### Short task
Can you gather every line from the rows below that contains the word "wood"?

(A data block)
####
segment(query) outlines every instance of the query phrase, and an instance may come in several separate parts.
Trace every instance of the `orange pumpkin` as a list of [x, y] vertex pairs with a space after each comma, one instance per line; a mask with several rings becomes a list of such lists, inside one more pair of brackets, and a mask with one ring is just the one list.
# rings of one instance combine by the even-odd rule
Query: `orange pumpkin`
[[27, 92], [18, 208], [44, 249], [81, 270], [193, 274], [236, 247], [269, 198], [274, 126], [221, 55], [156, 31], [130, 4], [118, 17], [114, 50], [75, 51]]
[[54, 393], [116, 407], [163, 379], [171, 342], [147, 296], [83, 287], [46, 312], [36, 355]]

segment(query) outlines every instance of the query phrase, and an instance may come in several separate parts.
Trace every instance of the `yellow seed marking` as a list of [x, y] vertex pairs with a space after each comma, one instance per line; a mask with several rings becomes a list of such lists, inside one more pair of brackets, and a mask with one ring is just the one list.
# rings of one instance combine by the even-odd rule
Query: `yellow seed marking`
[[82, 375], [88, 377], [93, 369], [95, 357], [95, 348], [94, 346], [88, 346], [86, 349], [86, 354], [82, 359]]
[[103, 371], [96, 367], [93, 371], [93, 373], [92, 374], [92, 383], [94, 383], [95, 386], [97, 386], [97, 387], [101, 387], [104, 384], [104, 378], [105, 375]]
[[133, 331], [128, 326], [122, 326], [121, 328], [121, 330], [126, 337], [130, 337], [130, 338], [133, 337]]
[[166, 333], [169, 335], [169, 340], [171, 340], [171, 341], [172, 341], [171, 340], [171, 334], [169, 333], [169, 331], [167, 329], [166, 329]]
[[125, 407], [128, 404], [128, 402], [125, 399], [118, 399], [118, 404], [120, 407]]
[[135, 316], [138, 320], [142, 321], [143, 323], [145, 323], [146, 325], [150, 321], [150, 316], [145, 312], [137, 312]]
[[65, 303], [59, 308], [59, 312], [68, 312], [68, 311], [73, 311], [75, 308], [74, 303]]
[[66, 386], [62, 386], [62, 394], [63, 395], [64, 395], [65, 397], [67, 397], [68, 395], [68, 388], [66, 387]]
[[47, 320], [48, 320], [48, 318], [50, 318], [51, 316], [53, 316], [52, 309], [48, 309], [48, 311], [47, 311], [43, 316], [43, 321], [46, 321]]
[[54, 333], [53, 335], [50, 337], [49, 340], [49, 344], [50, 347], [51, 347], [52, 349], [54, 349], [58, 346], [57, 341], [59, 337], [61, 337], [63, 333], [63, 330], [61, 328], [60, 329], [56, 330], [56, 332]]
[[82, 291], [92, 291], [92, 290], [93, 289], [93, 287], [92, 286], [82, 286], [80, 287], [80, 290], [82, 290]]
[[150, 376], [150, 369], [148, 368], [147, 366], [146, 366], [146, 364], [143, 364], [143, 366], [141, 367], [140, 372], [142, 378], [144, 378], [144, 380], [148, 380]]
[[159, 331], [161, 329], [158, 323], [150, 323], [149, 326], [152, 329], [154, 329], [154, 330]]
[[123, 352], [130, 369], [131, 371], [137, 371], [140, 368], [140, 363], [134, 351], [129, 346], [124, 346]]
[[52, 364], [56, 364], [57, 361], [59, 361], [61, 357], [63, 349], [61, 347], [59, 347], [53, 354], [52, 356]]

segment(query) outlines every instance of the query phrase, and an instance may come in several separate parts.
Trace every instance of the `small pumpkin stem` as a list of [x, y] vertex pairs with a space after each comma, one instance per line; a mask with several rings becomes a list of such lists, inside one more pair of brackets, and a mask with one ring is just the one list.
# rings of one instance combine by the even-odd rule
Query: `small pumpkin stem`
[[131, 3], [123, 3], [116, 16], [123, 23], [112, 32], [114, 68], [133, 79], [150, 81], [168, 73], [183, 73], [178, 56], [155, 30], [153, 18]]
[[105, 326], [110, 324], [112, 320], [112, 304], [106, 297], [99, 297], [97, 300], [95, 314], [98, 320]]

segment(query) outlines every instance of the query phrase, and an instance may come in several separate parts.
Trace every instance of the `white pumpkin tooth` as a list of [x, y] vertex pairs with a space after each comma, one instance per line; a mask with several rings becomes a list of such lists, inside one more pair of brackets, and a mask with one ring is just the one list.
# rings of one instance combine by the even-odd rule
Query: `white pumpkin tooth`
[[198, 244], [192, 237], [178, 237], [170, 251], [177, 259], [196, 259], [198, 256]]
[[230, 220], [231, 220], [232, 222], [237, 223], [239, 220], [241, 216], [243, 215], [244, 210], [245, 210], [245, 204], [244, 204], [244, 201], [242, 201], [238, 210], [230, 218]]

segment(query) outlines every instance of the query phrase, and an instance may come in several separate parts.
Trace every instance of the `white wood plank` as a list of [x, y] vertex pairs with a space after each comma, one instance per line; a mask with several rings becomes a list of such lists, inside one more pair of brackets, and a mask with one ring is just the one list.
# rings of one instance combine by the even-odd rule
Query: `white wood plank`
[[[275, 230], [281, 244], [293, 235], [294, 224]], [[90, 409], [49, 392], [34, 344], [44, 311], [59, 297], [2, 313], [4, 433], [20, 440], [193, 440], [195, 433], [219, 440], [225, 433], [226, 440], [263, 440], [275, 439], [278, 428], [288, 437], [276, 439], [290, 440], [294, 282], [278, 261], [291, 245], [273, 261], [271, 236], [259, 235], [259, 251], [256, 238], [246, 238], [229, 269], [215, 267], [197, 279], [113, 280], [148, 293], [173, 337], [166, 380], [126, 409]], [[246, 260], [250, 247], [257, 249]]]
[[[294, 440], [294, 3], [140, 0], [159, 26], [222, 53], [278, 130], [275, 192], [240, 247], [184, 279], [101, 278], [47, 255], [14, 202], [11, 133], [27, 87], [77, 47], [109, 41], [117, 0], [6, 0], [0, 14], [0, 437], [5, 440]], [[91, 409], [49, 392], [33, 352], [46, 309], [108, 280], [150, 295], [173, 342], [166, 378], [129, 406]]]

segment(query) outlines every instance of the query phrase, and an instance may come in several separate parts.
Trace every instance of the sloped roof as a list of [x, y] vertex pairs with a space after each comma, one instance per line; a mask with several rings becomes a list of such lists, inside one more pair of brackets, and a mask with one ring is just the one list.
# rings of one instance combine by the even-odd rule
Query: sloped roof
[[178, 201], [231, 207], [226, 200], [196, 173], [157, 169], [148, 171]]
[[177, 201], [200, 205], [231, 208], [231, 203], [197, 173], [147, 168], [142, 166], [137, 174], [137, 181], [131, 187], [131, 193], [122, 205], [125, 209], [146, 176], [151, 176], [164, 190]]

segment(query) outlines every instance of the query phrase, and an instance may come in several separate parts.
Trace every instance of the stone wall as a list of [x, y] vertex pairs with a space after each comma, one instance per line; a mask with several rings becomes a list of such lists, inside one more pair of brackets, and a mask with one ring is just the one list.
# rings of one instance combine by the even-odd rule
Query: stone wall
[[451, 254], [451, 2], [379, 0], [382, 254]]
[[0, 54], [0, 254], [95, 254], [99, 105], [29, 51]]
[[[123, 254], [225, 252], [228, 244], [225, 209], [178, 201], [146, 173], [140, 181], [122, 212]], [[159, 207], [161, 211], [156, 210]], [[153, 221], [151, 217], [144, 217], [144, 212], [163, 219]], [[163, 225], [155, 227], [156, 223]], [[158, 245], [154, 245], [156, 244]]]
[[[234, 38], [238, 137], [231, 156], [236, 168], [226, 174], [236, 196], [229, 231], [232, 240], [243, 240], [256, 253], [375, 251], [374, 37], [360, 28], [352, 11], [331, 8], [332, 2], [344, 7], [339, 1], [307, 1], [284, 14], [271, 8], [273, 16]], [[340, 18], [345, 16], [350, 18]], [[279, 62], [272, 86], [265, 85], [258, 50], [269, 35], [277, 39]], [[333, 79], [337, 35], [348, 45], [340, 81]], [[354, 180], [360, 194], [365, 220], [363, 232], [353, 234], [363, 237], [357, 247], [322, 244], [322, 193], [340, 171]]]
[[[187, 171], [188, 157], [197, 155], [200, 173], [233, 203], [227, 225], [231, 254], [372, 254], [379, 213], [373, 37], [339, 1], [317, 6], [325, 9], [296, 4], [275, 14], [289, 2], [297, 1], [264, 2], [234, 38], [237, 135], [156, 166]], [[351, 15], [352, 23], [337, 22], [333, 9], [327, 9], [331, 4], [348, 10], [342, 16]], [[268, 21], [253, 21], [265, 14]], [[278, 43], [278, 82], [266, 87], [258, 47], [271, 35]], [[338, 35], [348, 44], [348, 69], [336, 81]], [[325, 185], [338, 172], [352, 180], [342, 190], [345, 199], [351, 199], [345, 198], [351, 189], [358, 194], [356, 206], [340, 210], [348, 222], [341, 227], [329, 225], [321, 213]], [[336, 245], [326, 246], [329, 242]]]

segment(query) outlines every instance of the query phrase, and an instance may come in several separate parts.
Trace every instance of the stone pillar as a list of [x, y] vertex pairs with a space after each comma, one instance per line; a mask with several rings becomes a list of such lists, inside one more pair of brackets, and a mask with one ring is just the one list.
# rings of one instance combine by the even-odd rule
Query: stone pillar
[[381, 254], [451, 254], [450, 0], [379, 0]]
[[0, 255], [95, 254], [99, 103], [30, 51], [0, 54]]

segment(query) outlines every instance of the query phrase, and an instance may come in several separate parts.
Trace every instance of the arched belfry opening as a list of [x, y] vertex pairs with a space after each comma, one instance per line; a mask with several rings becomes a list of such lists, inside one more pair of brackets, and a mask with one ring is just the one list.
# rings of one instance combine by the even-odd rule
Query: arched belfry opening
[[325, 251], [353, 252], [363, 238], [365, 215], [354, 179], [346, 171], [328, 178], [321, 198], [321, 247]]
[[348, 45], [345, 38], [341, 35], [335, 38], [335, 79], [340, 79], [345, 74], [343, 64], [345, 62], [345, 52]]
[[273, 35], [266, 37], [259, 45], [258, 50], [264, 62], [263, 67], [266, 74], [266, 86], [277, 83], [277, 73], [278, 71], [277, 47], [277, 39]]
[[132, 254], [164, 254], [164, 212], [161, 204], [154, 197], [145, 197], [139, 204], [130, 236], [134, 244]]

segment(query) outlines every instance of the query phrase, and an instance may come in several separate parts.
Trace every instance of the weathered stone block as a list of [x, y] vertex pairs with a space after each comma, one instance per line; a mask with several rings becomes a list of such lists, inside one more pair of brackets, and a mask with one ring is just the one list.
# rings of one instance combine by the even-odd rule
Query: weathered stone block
####
### Problem solution
Trace every instance of the `white wood plank` as a list of [x, y] vertex pairs with a space after each comma, one instance per line; a mask with several rings becomes a list of such lists, inside one more pair of brackets, and a mask with one ring is just the one list.
Query: `white wood plank`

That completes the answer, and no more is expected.